[START MATERIAL SUPPLIED]

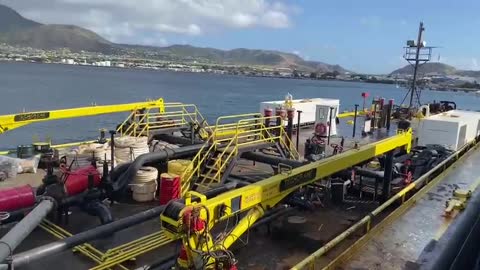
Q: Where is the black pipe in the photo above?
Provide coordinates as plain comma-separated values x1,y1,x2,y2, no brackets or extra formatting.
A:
355,167,385,179
82,201,113,224
0,206,165,270
109,130,117,171
352,104,358,138
109,144,203,197
296,110,302,150
145,207,295,270
0,207,27,225
153,134,204,145
241,152,307,168
387,99,393,130
190,122,195,144
327,107,334,145
0,178,244,270
382,151,393,201
287,108,295,141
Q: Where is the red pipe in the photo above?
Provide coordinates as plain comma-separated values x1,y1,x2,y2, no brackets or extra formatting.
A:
0,185,35,212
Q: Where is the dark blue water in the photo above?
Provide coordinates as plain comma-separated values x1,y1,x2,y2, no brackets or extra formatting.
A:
0,63,480,149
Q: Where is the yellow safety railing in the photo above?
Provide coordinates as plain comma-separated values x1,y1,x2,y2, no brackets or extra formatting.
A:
182,113,300,194
117,103,210,139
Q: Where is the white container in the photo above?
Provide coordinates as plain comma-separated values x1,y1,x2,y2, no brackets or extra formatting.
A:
417,110,480,151
315,104,338,136
260,98,340,126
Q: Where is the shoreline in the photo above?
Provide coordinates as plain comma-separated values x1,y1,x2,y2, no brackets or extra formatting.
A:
0,59,480,94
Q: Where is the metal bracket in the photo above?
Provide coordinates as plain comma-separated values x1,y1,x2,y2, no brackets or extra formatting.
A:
277,163,293,175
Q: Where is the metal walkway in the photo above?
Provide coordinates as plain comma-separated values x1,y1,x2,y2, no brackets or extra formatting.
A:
340,149,480,269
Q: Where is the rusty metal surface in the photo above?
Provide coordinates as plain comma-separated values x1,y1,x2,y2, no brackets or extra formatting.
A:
341,150,480,269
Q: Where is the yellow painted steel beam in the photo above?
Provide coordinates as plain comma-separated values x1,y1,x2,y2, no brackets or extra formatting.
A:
161,129,412,237
338,110,368,118
291,139,478,270
0,139,100,155
0,98,165,134
39,219,128,270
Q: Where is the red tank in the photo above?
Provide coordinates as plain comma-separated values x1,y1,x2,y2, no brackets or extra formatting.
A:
160,173,181,205
0,185,35,211
65,165,101,196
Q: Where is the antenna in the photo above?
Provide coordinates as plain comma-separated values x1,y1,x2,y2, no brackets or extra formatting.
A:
402,22,433,109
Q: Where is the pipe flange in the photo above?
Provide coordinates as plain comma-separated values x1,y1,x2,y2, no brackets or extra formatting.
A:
38,196,58,209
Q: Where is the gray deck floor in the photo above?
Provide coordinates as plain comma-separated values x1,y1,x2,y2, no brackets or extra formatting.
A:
0,118,406,270
342,149,480,270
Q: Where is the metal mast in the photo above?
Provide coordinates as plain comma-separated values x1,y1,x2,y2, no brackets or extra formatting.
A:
402,22,433,109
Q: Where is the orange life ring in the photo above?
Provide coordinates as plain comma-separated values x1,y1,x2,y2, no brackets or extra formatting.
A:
315,123,327,135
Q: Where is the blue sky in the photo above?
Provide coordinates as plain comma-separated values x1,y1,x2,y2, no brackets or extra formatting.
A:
0,0,480,73
178,0,480,73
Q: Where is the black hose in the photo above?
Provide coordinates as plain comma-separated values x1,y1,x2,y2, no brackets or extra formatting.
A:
153,134,204,145
82,201,113,224
4,206,165,270
241,152,308,168
110,144,203,198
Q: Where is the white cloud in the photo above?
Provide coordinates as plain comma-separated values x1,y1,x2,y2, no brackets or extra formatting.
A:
262,10,290,28
471,58,479,70
360,16,382,27
0,0,294,45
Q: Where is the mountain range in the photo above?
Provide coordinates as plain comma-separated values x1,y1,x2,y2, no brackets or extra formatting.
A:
390,62,480,77
0,5,347,73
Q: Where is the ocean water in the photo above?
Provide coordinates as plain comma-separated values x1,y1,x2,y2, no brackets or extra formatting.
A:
0,63,480,149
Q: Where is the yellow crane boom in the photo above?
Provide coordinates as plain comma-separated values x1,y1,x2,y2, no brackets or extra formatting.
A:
0,98,165,134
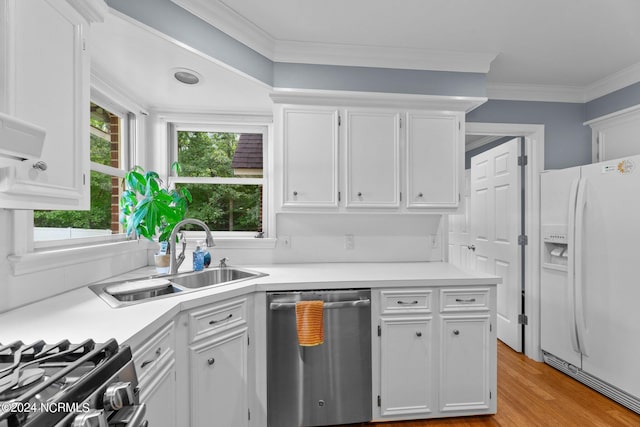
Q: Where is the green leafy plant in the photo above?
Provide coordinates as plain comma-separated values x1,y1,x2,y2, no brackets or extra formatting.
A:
120,162,192,242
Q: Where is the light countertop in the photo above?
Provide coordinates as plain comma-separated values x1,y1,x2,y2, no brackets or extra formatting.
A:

[END MATERIAL SUPPLIED]

- [WHAT TO WORK ON] Extract from the listing above each line that contains the string "blue" in the same letter case.

- [WRITTEN RESPONSE]
Q: Where is the dark blue water in the photo above?
Q: Where is the blue sky in the photo above?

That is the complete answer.